## Ausgewählter Textauszug
BGH legt Gaspreisrebellen an die Kette

Hildesheim. Volker Spieth wirkt konsterniert. Als habe er das alles noch gar nicht richtig verarbeitet. So hatte sich der Geschäftsführer des Mietervereins und Sprecher der Hildesheimer Initiative „Faire Gaspreise“ das nicht vorgestellt.

Der Bundesgerichtshof (BGH) hat mit seinem Urteil vom 13. Juni viele Gaspreisrebellen, die in den vergangenen Monaten gegen die steigenden Energiepreise auf die Barrikaden gegangen waren, erst einmal an die Kette gelegt. Die Richter haben entschieden, dass Gaspreiserhöhungen gerechtfertigt sind, wenn der Versorger lediglich seine gestiegenen Bezugskosten an die Verbraucher weitergibt. Diese Weitergabe entspreche der Billigkeit nach Paragraf 315 des Bürgerlichen Gesetzbuchs (siehe Kasten). Zudem urteilte der BGH, dass Gasversorger keineswegs in einer Monopolstellung seien, da sie „auf dem Wärmemarkt“ in Konkurrenz mit Anbietern anderer Energieträger wie Öl, Strom, Kohle oder Fernwärme stünden. Im konkreten Fall bezieht sich der BGH auf einen Heilbronner Gasversorger, das Urteil hat aber grundsätzliche Wirkung.

In Hildesheim zahlen nach wie vor rund 4.000 Verbraucher unter Berufung auf Paragraf 315 BGB ihre Gasrechnungen an die EVI nur unter Vorbehalt, einige haben die vergangenen Erhöhungen gar nicht mitgemacht und zahlen die alten Preise. Was die „Faire Gaspreise“-Initiative ihren Mitgliedern nun rät, wird sich erst in den nächsten Wochen entscheiden. Die entscheidende Frage ist: Sollten sie hartnäckig bleiben und es darauf ankommen lassen, verklagt zu werden oder nun doch klein beigeben?

„Völlig praxisfern“ und „an den „Haaren herbeigezogen“ findet Spieth die Entscheidung zur Monopolstellung der Gasversorger. So hätten Mieter eben nicht die Chance, sich für eine Ölheizung zu entscheiden, wenn der Vermieter eine Gasheizung im Gebäude installiert hat. „Und Fernwärme gibt es in Hildesheim gar nicht“, so Spieth.

## Auszüge aus Zeigedaten

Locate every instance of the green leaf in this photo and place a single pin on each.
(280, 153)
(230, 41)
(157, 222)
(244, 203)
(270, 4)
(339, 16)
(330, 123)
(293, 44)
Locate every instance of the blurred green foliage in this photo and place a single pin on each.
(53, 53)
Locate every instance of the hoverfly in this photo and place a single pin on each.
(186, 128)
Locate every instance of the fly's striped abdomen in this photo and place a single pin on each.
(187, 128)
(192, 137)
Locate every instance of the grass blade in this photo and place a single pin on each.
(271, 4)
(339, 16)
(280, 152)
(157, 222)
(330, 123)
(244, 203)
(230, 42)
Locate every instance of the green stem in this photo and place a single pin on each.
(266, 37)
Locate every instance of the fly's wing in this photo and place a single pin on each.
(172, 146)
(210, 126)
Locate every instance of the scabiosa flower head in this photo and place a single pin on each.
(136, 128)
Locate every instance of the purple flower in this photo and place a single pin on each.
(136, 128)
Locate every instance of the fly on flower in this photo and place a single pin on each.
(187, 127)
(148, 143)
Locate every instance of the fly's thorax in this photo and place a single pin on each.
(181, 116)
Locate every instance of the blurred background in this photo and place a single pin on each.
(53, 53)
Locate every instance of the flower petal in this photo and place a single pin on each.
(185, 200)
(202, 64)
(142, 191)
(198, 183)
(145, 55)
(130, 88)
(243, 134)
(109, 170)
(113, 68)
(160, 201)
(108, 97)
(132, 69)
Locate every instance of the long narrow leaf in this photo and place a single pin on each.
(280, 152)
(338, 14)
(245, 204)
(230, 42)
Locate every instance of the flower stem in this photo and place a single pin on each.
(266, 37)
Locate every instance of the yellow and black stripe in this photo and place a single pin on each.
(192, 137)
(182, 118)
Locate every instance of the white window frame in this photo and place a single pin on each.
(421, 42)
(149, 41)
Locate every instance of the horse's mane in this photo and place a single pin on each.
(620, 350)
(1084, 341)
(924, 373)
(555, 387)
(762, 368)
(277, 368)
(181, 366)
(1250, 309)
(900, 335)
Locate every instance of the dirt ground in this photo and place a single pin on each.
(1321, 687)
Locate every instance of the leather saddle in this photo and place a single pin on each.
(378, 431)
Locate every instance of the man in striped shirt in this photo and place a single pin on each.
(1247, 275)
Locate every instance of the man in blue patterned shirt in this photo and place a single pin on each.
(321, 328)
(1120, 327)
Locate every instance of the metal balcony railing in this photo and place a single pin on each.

## Aufgabenstellung
Schreib den Artikel über das Gaspreisurteil von "Der Bundesgerichtshof (BGH)" bis einschließlich "aber grundsätzliche Wirkung." noch einmal ab und tausche dabei "Heilbronner" gegen "Karlsruher" aus.

## Vollständige Ausgabe
Der Bundesgerichtshof (BGH) hat mit seinem Urteil vom 13. Juni viele Gaspreisrebellen, die in den vergangenen Monaten gegen die steigenden Energiepreise auf die Barrikaden gegangen waren, erst einmal an die Kette gelegt. Die Richter haben entschieden, dass Gaspreiserhöhungen gerechtfertigt sind, wenn der Versorger lediglich seine gestiegenen Bezugskosten an die Verbraucher weitergibt. Diese Weitergabe entspreche der Billigkeit nach Paragraf 315 des Bürgerlichen Gesetzbuchs (siehe Kasten). Zudem urteilte der BGH, dass Gasversorger keineswegs in einer Monopolstellung seien, da sie „auf dem Wärmemarkt“ in Konkurrenz mit Anbietern anderer Energieträger wie Öl, Strom, Kohle oder Fernwärme stünden. Im konkreten Fall bezieht sich der BGH auf einen Karlsruher Gasversorger, das Urteil hat aber grundsätzliche Wirkung.